_INPUT ROWS_.
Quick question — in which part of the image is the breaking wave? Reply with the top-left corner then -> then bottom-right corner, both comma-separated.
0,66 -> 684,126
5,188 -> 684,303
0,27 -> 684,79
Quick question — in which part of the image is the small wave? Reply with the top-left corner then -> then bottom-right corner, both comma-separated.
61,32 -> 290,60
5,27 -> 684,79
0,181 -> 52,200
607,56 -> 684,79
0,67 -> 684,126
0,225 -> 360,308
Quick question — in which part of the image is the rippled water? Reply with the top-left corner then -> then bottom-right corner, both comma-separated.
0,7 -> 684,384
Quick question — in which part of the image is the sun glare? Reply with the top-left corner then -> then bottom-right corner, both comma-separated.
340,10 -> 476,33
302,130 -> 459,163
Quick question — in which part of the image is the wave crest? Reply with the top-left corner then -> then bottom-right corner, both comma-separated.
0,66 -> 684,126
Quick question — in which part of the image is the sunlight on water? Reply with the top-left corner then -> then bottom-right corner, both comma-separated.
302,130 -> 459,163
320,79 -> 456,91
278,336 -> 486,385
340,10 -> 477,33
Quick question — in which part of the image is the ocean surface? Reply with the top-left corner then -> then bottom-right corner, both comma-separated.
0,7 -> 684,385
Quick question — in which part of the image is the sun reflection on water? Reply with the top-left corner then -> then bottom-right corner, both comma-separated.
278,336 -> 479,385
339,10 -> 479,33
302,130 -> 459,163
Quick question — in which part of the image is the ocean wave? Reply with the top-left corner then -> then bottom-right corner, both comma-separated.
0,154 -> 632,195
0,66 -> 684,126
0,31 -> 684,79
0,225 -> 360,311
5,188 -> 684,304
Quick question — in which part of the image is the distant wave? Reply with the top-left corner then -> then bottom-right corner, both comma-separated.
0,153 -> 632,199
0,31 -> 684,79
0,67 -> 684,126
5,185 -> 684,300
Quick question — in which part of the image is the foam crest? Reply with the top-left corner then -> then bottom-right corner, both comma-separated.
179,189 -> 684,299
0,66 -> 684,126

_WHAT TO PRODUCE_.
Extract every line of the records above verbatim, keeping the original order.

_SOLUTION BELOW_.
Quick question — in which part of the image is the breaking wave? Reply with the top-left corner then -> then bottom-right corner, both comma-separated.
0,66 -> 684,126
5,188 -> 684,303
0,27 -> 684,79
Quick question — in which part of the image is the small wave? Reply with the top-left corner then -> then bottom-right corner, both comma-separated.
61,32 -> 290,60
5,27 -> 684,79
0,181 -> 52,200
607,56 -> 684,79
0,67 -> 684,126
0,225 -> 360,308
Quick question — in which part of the image is the rippled water? Reply with the top-left corner then -> then bottom-right corner, both comma-separated.
0,7 -> 684,384
Quick question — in which part of the image is the sun glare? Reply with the top-left corner then -> then bottom-right corner, both comma-separated.
340,10 -> 476,33
302,130 -> 459,163
Quick question — in which part of the image is the wave crest? Reply with the top-left corner then -> then bottom-right corner, both comma-separated.
0,66 -> 684,126
Quick question — in which part of the image is the sunlight on water? Reply with the top-left corner then -> then bottom-right corner, both comma-separated.
302,130 -> 459,163
320,79 -> 456,91
278,336 -> 486,385
340,10 -> 477,33
Quick question — in which part of the image is the ocean surface? Reply with the top-left corner then -> then bottom-right corner, both comma-separated.
0,7 -> 684,385
Quick question — in which part of the image is the sun reflection on water? Reply with the top-left corner then -> then bottom-right corner, both comma-separated.
278,336 -> 479,385
339,10 -> 479,33
302,130 -> 459,163
Quick question — in which part of the image is the ocean wave? Reply with the top-left corner then -> then bottom-right corner, both comma-separated.
0,154 -> 632,195
0,66 -> 684,126
0,31 -> 684,79
0,225 -> 360,311
5,188 -> 684,304
Quick question — in which part of the image is the distant wave? Reply with the top-left corner then -> then bottom-right corner, both comma-separated.
0,153 -> 632,199
0,31 -> 684,79
0,67 -> 684,126
5,185 -> 684,300
Quick question — in which part of the image is the foam crest? Reply with the top-left corner then -> then bottom-right corner, both comma-separated.
179,189 -> 684,299
0,66 -> 684,126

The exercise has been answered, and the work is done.